**Aim of the exercise**
Reproduce the listing below character for character, leaving out any pictures.
──────── Given data ────────
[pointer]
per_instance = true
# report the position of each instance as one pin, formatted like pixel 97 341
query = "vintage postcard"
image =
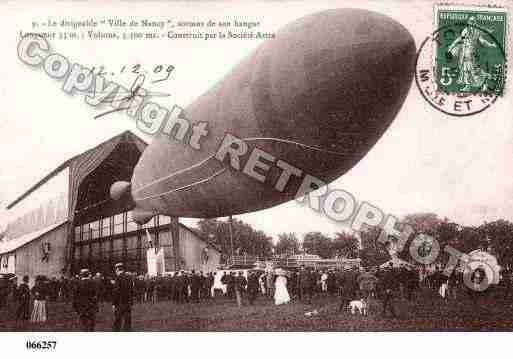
────────
**Response to this exercise**
[pointer]
per_instance = true
# report the position of each instance as one pin, formatted like pixel 97 341
query = "vintage postcard"
image =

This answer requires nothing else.